begin PASSAGE GIVEN
I understand, but I think having a consistent and useful interface is more important than supporting idiosyncratic use-cases ("I want a lead-in"). OK, but I want to hear the loop without one. BTW, it turns out that lead-in is somewhat supported in my version: Define the range including the lead-in, start playback, and when the cursor moves past the desired loop start point, right-click-drag the start to there. The last comment from ell1e was 5 months ago -- perhaps they could try my or some other more recent commit and provide updated feedback.
A true bug should just be fixed.
This is really more of a feature request (although filed as a bug).
If new features are implemented they should normally be configurable. Rosegarden has a lot of users and they should not be surprised by functionality just changing. I believe this is the philosophy behind using the preferences to maintain old functionality and having a flag to activate the new behaviour
The main philosophy behind the advanced looping in the main branch is that the cursor should not jump into a loop if it would get there by waiting. I think your version of advanced looping is something completely different. Maybe it can be implemented by replacing the "Advanced looping" checkbox with a combobox with three options. But again - it should be configurable.
end PASSAGE GIVEN
▸ **SET EXERCISE**
Rewrite the looping discussion starting at the words "I understand, but" and ending after "filed as a bug).", and substitute "count-in" for every occurrence of "lead-in". The listing that comes next has no connection to the looping discussion.
begin DATA ENTRIES
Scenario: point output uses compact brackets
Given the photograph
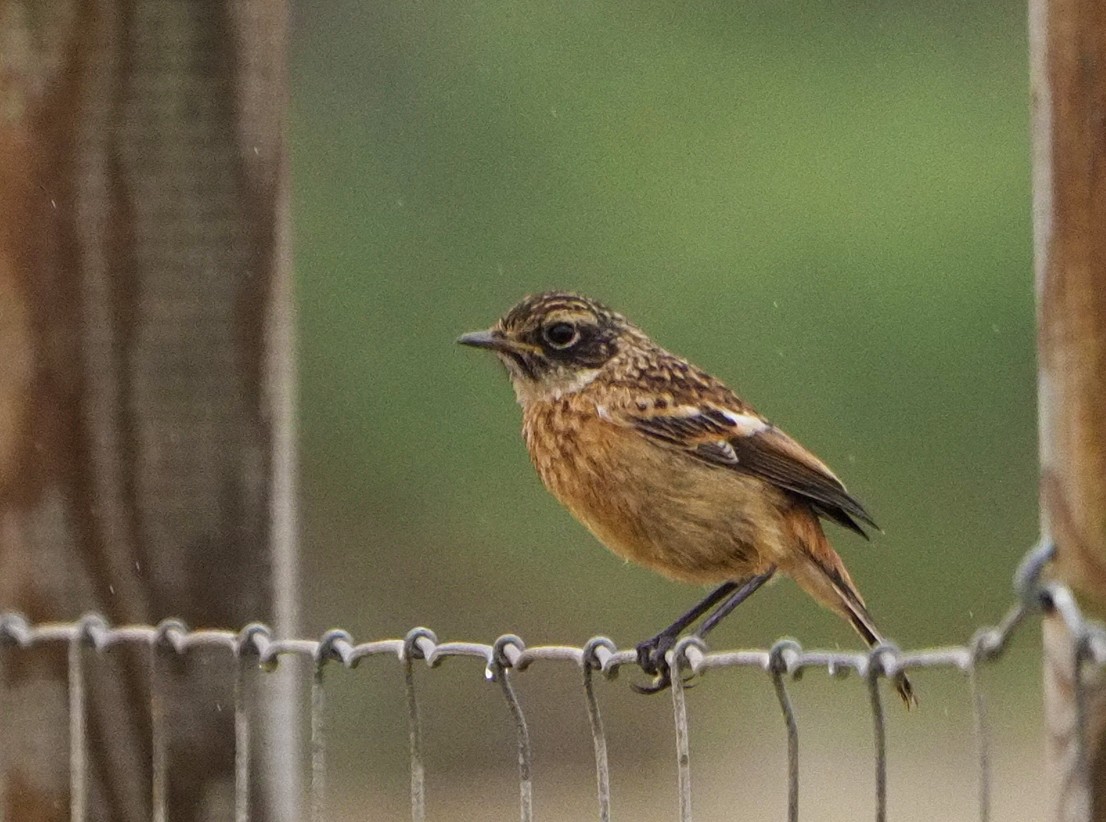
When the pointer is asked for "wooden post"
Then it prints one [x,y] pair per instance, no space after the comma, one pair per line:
[1067,48]
[145,380]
end DATA ENTRIES
▸ **EXERCISE RESULT**
I understand, but I think having a consistent and useful interface is more important than supporting idiosyncratic use-cases ("I want a count-in"). OK, but I want to hear the loop without one. BTW, it turns out that count-in is somewhat supported in my version: Define the range including the count-in, start playback, and when the cursor moves past the desired loop start point, right-click-drag the start to there. The last comment from ell1e was 5 months ago -- perhaps they could try my or some other more recent commit and provide updated feedback.
A true bug should just be fixed.
This is really more of a feature request (although filed as a bug).